SUPPLIED MATERIAL section start
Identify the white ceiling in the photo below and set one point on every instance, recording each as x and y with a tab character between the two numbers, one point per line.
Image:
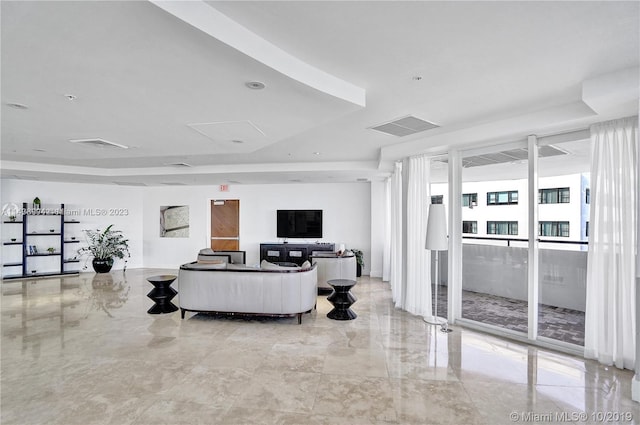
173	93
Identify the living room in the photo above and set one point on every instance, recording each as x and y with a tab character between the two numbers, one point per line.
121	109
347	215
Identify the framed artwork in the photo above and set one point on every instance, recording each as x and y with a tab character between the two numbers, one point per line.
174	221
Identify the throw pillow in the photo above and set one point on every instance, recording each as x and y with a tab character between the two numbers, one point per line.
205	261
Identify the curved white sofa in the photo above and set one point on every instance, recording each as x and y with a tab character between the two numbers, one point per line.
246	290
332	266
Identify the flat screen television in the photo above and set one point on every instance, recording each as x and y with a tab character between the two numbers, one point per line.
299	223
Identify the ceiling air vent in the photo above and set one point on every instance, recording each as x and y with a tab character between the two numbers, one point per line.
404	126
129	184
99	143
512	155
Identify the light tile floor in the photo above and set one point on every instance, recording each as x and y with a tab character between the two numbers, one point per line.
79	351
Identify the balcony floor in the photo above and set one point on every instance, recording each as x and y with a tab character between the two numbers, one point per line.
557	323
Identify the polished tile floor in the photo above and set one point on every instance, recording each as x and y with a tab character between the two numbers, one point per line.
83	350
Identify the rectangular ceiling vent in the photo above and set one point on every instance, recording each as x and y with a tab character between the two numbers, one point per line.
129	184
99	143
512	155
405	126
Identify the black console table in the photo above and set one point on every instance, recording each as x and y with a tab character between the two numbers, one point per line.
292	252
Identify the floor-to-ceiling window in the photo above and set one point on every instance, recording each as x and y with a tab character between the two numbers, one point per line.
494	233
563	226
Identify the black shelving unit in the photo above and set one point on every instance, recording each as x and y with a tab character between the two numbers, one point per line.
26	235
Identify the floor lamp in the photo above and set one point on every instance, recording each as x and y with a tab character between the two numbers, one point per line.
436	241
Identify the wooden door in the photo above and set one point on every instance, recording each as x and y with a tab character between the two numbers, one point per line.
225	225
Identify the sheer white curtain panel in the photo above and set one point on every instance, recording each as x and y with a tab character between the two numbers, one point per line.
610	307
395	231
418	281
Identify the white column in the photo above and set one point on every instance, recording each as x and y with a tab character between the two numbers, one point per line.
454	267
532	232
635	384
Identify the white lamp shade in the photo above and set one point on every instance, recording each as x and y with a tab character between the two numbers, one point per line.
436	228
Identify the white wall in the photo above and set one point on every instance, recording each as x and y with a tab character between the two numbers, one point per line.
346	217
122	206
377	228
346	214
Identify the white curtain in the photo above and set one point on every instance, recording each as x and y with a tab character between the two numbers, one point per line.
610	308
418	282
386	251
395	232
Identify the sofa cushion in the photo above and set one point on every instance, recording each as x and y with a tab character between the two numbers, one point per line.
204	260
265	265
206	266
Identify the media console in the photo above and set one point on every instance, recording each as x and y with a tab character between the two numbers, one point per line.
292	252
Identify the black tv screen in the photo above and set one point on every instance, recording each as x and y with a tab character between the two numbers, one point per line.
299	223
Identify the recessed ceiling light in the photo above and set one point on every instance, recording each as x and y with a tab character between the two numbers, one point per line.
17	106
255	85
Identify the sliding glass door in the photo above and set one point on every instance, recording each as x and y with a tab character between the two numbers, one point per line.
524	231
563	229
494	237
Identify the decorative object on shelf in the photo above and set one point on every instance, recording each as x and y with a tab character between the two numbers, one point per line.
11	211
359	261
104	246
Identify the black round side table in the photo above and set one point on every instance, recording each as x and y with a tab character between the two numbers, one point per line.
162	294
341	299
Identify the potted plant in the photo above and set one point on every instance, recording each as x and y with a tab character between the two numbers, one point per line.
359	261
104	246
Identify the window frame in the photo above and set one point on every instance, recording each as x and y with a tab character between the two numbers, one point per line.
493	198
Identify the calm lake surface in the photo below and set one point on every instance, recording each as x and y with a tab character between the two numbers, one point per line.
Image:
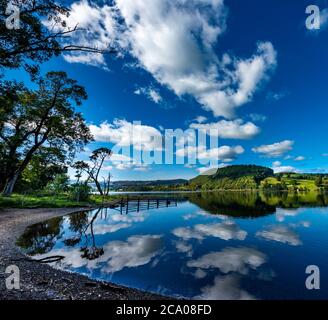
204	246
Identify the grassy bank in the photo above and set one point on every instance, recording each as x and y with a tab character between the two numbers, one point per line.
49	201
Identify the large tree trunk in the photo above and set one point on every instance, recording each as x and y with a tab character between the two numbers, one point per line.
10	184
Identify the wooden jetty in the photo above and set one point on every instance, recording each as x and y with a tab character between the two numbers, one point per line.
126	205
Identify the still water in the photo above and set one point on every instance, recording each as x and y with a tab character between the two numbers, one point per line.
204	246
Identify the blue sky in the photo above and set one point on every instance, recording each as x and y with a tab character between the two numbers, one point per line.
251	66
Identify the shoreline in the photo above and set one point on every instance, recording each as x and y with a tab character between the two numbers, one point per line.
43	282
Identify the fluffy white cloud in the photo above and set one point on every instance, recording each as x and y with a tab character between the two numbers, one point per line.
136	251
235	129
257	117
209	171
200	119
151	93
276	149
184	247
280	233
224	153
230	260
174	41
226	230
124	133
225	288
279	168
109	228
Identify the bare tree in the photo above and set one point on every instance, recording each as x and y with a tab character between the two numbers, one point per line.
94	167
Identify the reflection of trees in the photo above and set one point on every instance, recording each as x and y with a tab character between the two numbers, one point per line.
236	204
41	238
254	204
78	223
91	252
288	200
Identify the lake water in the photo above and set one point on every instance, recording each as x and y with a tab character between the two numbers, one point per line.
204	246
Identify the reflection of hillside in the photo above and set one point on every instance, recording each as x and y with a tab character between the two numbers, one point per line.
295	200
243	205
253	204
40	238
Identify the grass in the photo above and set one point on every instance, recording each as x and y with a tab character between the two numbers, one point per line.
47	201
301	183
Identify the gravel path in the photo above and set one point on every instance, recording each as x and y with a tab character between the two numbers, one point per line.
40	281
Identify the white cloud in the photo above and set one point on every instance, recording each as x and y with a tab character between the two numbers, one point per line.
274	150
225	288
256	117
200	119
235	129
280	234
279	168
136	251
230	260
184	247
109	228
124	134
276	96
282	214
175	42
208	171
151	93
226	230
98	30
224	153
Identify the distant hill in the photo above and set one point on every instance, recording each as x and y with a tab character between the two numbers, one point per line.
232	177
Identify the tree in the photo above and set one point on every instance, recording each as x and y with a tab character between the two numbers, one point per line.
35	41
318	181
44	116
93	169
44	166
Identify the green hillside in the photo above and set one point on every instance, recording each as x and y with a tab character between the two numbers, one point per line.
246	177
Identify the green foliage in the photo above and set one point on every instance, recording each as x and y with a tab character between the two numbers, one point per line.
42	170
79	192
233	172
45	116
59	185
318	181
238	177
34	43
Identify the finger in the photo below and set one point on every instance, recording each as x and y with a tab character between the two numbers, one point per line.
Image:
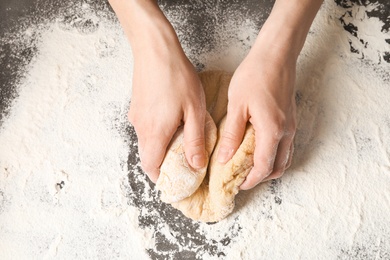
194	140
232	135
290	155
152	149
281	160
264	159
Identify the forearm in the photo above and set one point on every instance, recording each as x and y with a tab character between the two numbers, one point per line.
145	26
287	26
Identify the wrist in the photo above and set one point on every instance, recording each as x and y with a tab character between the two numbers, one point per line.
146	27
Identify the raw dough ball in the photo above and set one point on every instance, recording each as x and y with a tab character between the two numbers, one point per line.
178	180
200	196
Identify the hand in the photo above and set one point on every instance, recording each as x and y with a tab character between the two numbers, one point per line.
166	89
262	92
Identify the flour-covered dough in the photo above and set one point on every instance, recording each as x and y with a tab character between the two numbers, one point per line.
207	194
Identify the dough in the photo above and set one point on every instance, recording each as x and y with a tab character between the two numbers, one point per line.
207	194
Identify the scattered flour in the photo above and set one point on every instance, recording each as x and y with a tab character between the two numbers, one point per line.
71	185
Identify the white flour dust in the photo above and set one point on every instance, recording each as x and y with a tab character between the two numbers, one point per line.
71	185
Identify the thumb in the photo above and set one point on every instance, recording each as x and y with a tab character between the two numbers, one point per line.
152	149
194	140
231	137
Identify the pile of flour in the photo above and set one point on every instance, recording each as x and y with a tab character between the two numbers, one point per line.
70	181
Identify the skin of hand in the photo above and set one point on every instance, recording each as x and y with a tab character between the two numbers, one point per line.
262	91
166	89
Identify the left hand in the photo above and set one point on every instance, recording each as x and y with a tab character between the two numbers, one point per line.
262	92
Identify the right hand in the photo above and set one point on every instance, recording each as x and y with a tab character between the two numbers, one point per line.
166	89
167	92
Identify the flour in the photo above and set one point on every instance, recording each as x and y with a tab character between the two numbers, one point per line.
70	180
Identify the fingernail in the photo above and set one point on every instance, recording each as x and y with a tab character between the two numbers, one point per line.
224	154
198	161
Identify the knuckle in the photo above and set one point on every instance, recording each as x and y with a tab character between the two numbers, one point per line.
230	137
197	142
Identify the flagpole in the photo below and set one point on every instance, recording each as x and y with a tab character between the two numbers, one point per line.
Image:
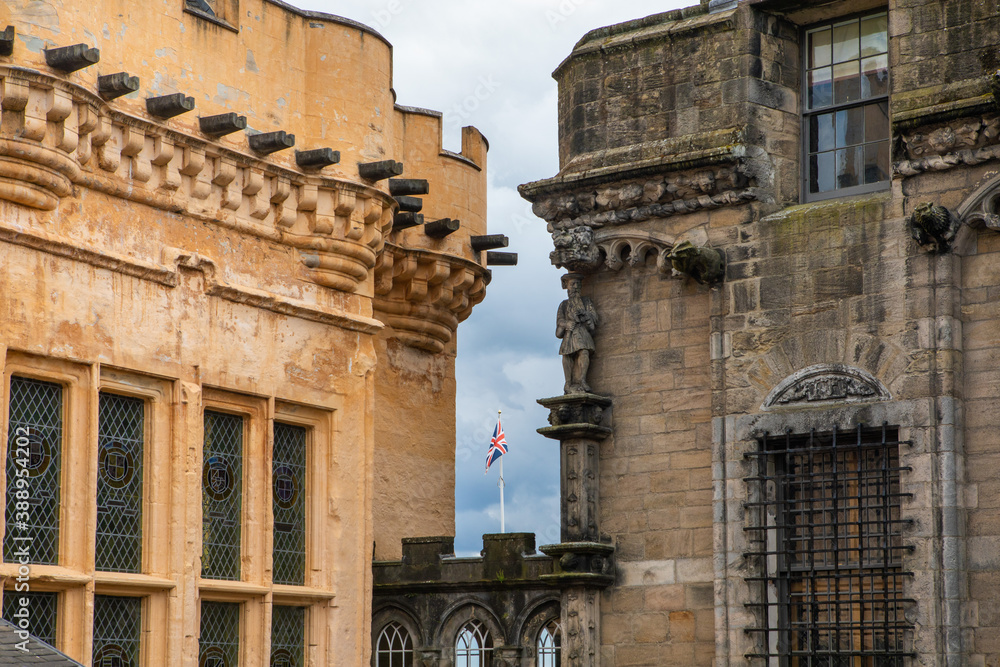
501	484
SUPPLIED MATERIAL section end
WHAT IS NEEDED> Restate word for word, and only, the lines from the line that contains "Identify the right" through the end of the data, both included; pictures are not part of the copy.

YOUR SOLUTION>
Identify the right hand in the photo above and set one point on every instance, recording each as x and y with a tab character between the two numbers, one point per line.
166	89
167	92
Identify the flour in the photo above and set one point on every instance, recording each as x and y with a tab character between the two numbers, one point per line.
70	180
Identify the fingernail in the photo above and set one point on every instance, recording each as x and y with a tab character between the two numbers, one point per line.
224	154
198	161
Identify the knuckle in the photo above and set one point on every instance, recording each as x and y with a tab character between the two numbers, one point per line.
230	137
197	142
Identify the flagpole in the photo below and set one point on every instance, recording each as x and y with a tab character between the two numbers, one point per line.
Image:
501	484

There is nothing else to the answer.